Given records.
BEGIN
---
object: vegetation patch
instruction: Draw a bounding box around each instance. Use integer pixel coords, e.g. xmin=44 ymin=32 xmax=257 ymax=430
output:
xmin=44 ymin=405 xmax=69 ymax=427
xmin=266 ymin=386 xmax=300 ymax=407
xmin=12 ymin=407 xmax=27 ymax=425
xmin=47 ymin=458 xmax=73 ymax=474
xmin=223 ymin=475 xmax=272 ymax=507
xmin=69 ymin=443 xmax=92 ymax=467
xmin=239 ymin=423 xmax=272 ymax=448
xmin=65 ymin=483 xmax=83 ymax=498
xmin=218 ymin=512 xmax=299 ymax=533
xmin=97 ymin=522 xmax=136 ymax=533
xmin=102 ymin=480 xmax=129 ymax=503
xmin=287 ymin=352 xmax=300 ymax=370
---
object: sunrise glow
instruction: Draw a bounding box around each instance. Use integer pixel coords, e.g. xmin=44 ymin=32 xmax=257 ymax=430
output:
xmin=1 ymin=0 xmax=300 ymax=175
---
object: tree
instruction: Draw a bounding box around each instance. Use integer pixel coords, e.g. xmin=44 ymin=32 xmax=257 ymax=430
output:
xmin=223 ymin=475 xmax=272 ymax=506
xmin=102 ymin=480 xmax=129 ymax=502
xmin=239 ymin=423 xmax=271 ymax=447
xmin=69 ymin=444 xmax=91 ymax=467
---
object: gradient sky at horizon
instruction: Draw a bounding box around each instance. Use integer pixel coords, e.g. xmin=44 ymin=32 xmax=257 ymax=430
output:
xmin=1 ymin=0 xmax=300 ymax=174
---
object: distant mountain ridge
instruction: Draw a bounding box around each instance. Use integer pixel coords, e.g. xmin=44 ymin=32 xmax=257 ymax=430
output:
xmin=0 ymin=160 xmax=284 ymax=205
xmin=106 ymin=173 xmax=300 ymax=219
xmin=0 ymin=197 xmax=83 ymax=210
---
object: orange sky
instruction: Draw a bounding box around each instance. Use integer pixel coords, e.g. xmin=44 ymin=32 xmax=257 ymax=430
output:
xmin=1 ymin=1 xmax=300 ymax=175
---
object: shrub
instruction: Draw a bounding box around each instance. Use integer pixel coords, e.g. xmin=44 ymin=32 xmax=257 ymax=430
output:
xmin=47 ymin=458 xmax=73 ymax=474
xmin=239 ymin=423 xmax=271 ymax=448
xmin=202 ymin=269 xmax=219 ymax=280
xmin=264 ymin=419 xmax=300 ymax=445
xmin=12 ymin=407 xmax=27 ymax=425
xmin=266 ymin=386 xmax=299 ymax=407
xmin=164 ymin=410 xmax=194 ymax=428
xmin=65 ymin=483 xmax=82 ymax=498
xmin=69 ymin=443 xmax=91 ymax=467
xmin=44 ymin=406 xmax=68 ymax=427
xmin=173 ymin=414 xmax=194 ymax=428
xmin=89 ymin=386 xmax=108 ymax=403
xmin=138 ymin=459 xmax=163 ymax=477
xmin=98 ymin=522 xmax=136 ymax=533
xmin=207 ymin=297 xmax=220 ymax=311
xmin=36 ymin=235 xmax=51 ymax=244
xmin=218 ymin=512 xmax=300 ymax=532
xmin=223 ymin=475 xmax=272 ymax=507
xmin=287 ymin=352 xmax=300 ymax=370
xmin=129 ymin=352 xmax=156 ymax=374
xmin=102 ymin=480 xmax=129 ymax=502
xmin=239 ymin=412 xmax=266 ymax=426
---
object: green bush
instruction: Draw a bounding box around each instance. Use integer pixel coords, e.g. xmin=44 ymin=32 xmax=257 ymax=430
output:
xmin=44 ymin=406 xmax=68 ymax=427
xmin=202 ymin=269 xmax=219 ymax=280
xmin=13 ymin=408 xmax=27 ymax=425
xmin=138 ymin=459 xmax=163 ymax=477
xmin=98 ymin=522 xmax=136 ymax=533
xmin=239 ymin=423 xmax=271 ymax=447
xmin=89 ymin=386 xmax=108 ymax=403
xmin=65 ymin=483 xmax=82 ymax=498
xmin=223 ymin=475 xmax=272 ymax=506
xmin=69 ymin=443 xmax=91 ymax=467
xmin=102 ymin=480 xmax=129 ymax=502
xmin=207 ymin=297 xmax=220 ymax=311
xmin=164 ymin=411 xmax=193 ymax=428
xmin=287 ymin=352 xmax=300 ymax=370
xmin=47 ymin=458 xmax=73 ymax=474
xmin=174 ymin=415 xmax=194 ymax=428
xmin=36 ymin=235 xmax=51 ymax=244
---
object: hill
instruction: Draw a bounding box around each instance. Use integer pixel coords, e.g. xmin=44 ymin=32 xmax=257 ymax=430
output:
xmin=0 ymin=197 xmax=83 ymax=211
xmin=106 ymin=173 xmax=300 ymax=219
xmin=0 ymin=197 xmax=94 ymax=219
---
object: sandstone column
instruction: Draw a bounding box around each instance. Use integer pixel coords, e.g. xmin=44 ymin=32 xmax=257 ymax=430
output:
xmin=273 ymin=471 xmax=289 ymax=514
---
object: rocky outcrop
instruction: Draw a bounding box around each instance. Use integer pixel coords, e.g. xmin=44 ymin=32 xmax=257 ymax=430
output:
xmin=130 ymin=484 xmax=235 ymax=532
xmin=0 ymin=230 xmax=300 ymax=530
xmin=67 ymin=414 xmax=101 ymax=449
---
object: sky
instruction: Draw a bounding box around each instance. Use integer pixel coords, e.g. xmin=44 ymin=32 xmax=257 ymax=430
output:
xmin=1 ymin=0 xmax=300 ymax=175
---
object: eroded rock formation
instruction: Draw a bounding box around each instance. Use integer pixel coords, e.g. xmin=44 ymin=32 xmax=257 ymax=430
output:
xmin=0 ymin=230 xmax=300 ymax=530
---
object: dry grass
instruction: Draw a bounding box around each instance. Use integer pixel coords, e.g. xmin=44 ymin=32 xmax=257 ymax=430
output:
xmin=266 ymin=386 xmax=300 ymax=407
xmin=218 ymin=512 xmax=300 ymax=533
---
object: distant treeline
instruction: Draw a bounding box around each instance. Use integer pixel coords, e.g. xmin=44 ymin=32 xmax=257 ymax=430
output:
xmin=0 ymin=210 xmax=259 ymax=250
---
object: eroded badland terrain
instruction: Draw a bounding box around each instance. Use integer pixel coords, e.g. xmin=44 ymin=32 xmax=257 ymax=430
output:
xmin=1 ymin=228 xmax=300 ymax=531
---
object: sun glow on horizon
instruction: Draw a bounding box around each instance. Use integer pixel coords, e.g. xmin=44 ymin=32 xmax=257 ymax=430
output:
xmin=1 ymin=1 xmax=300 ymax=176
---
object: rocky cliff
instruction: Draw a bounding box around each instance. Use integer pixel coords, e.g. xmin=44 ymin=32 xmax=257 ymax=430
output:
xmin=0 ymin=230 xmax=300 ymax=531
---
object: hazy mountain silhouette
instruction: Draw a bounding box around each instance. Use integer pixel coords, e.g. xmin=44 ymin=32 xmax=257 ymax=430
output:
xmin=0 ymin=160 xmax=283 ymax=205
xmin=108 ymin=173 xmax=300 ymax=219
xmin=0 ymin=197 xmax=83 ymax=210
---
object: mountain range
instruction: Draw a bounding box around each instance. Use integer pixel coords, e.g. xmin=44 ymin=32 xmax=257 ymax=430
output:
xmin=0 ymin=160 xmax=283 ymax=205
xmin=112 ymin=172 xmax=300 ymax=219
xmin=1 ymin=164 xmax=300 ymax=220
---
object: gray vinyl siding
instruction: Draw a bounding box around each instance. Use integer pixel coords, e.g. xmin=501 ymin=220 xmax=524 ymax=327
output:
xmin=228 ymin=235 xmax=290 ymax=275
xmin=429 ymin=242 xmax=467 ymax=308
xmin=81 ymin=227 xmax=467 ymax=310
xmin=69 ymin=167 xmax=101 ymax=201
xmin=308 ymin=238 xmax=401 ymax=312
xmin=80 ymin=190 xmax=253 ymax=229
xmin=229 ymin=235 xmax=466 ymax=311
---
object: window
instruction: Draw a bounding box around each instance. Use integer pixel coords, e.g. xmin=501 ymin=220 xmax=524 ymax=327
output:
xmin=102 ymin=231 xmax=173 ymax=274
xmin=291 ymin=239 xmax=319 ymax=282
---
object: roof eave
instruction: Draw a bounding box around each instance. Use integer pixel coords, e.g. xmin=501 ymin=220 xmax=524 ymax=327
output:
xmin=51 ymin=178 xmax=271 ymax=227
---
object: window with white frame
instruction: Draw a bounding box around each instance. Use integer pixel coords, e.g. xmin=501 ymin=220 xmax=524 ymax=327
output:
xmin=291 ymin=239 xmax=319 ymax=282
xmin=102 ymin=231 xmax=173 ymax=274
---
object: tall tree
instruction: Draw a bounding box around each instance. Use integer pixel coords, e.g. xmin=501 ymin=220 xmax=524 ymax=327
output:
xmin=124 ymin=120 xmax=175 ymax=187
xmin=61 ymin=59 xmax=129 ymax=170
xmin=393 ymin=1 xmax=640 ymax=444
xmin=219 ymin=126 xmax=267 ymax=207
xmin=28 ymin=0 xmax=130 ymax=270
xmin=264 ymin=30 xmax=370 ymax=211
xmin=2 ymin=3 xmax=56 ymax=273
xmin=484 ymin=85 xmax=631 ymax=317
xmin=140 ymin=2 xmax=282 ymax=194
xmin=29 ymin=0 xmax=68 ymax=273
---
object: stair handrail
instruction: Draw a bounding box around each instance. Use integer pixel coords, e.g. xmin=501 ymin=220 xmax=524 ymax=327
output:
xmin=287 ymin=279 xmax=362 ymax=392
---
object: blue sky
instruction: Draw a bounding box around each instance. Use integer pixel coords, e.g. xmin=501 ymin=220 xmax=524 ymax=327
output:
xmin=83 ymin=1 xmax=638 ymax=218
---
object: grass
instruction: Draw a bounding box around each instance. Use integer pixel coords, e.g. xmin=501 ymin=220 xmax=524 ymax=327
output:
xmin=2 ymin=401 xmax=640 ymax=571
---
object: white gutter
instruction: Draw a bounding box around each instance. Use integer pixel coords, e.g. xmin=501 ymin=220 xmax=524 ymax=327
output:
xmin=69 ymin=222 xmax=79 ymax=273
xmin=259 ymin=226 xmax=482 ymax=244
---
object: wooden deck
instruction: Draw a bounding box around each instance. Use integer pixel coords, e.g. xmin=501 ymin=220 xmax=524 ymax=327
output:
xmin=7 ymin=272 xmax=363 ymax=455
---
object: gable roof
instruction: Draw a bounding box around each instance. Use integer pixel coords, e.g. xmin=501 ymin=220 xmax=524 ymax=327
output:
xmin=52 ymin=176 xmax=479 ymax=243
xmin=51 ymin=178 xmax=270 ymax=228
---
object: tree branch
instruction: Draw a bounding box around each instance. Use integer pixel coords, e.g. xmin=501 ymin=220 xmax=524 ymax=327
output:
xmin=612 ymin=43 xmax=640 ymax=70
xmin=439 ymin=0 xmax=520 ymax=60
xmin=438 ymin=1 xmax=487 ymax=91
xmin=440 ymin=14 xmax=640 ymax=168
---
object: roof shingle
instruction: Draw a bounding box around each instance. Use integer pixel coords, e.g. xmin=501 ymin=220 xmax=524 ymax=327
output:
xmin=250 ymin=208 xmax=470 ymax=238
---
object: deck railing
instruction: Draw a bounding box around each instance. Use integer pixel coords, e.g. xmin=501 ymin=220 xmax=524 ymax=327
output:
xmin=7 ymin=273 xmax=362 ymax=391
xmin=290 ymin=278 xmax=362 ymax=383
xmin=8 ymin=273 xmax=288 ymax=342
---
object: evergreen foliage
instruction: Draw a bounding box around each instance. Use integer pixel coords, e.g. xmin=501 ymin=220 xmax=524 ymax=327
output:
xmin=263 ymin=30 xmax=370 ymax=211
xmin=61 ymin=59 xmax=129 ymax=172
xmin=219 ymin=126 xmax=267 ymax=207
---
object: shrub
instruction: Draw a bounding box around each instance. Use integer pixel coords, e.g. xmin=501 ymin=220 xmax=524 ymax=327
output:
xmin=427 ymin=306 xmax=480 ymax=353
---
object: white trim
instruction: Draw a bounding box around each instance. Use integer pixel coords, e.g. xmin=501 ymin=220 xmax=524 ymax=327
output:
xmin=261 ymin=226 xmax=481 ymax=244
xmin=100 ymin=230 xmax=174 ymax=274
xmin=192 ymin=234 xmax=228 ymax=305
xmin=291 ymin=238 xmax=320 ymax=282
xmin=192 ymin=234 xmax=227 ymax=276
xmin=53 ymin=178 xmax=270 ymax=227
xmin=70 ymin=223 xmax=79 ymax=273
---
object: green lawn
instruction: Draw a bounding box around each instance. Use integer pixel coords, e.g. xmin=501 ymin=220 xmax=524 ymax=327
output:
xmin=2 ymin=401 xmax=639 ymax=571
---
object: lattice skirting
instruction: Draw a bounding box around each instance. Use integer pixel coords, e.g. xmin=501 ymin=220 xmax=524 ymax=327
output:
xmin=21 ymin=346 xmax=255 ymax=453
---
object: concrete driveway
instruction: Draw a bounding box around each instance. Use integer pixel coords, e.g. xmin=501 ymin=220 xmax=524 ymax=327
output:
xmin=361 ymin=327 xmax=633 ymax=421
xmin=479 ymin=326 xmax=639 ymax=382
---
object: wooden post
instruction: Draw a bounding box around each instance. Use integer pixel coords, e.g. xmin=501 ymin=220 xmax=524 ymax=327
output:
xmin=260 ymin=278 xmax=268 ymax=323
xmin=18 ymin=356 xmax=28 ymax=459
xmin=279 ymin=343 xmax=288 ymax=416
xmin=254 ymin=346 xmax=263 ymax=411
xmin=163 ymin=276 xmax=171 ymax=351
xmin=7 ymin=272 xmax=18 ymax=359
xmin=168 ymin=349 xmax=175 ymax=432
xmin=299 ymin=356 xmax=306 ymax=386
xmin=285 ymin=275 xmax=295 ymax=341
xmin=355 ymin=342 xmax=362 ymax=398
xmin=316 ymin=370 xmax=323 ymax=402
END
Your instructions. Output, exactly and with no other text, the line that contains "object: concrete driveway" and all lines from there to the end of the records.

Answer.
object: concrete driveway
instruction: Draw a bounding box around each instance. Use integer pixel coords, e.g. xmin=501 ymin=220 xmax=524 ymax=327
output:
xmin=361 ymin=327 xmax=633 ymax=421
xmin=479 ymin=326 xmax=639 ymax=382
---
object: wooden post
instruction: Draw a bounding box around each instance. Use integer pixel coords, e.g. xmin=501 ymin=220 xmax=524 ymax=327
output:
xmin=260 ymin=278 xmax=268 ymax=323
xmin=18 ymin=356 xmax=28 ymax=459
xmin=279 ymin=343 xmax=288 ymax=416
xmin=254 ymin=346 xmax=263 ymax=411
xmin=163 ymin=276 xmax=171 ymax=351
xmin=7 ymin=272 xmax=18 ymax=359
xmin=168 ymin=349 xmax=175 ymax=432
xmin=299 ymin=356 xmax=306 ymax=386
xmin=285 ymin=275 xmax=295 ymax=341
xmin=355 ymin=342 xmax=362 ymax=398
xmin=316 ymin=370 xmax=323 ymax=402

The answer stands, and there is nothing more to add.